- [Instructions for the task]:
Please arrange every line of the items below as a two-column Markdown table, with the row number under n and the line under Line. Leave out blank lines.

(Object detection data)
--

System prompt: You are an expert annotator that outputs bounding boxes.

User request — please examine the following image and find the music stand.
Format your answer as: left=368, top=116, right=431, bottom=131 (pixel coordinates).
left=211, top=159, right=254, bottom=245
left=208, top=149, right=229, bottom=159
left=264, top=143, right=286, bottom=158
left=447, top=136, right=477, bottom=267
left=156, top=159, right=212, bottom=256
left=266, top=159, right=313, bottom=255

--

- [Written response]:
| n | Line |
|---|---|
| 1 | System prompt: You are an expert annotator that outputs bounding boxes. |
| 2 | User request — please examine the following image and find the music stand. |
| 3 | Format your answer as: left=368, top=116, right=431, bottom=131 (pixel coordinates). |
| 4 | left=211, top=159, right=254, bottom=245 |
| 5 | left=208, top=149, right=229, bottom=159 |
| 6 | left=264, top=143, right=286, bottom=158 |
| 7 | left=447, top=136, right=477, bottom=267 |
| 8 | left=156, top=159, right=212, bottom=256 |
| 9 | left=266, top=159, right=313, bottom=255 |